■ **OBJECTIVES**
A) In the passage on load balancing below, quote the text from "Other vendors have" to "in this area.".
B) According to the passage on load balancing below, why are load balancers not designed solely to provide redundancy?

■ **PAGE EXTRACT**
☆ ☆ ☆ ☆ ☆

Other vendors have championed using various load-balancing modules to balance incoming traffic to multiple servers while ensuring fault tolerance.  Load balancers, while providing redundancy to some degree, are not designed solely for this purpose, as their primary mission is to provide for higher bandwidth over aggregate multiple links.   Both Cisco’s Fast EtherChannel™ and Cabletron’s SecureFast™ are leading technologies in this area.

 

 Cisco’s Fast EtherChannel™ has garnered support from fifteen vendors, while Cabletron uses the SecureFast™ technology to create fully meshed network topologies by configuring up to three (3) media-independent links between each pair of switches using the Virtual Link State Protocol (VLSP).  Fast EtherChannel is a trunking technology based on grouping together multiple full-duplex Fast Ethernets to provide fault-tolerant links between switches, servers, and routers.  The main advantage is that the modules transparently provide fault tolerance at server and switch levels to the external (incoming) user.  The disadvantage is that the SecureFast link failover to re-route a connection in a fully active, meshed topology takes an average of three (3) seconds, and convergence time increases as the number of switches in the network increases.  Convergence time for five (5) or more switches in the network can take up to 30 seconds.  For applications requiring a continuous flow of traffic, this loss of up to three (3) billion bits of data on a Fast Ethernet connection may be unacceptable.

☆ ☆ ☆ ☆ ☆

■ **SUPPLIED DATA**

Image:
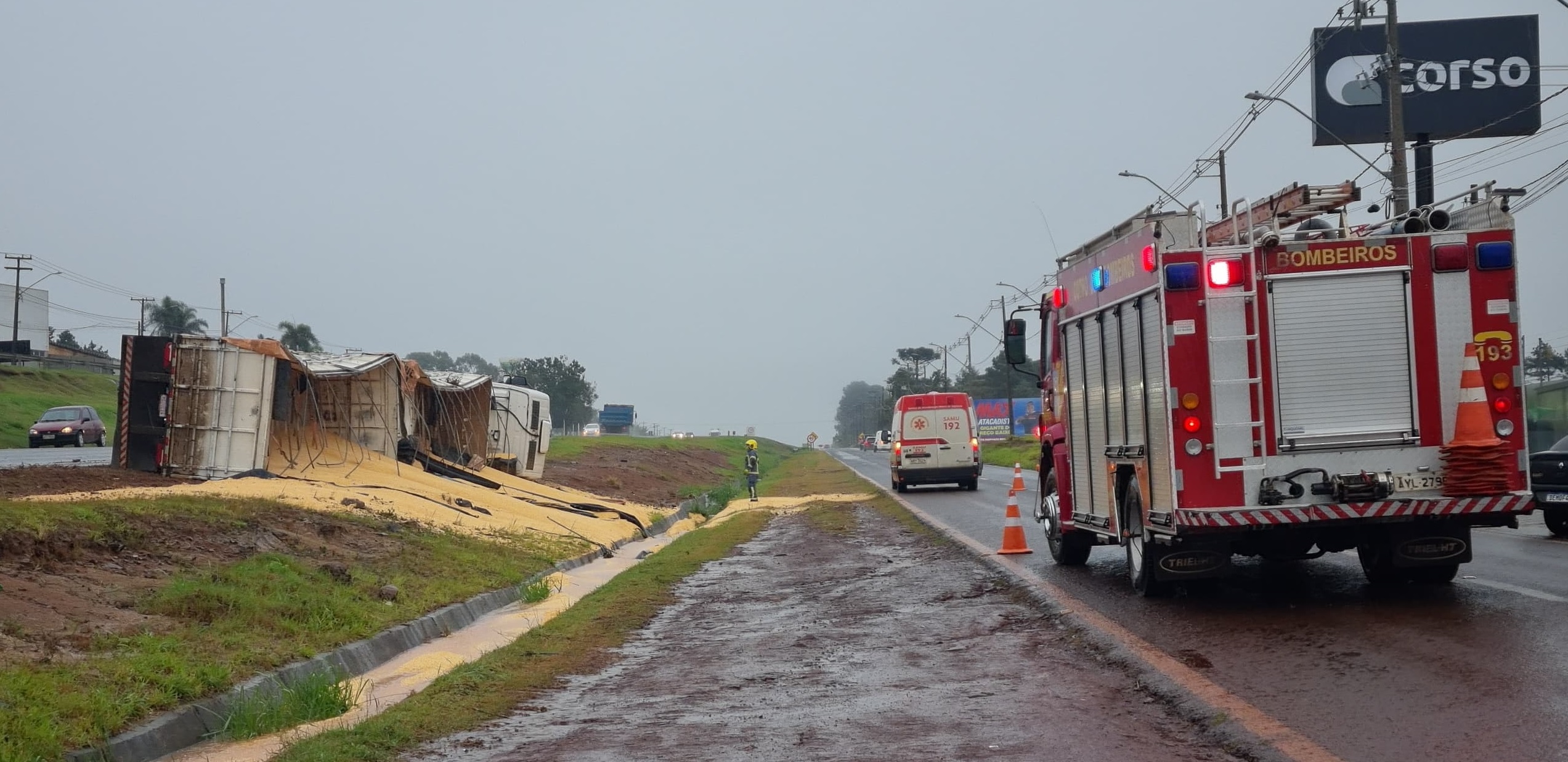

☆ ☆ ☆ ☆ ☆

■ **ANSWERS IN ORDER**
A)
Other vendors have championed using various load-balancing modules to balance incoming traffic to multiple servers while ensuring fault tolerance.  Load balancers, while providing redundancy to some degree, are not designed solely for this purpose, as their primary mission is to provide for higher bandwidth over aggregate multiple links.   Both Cisco’s Fast EtherChannel™ and Cabletron’s SecureFast™ are leading technologies in this area.

B) Their primary mission is to provide higher bandwidth over aggregate multiple links, so redundancy is something they offer only to some degree.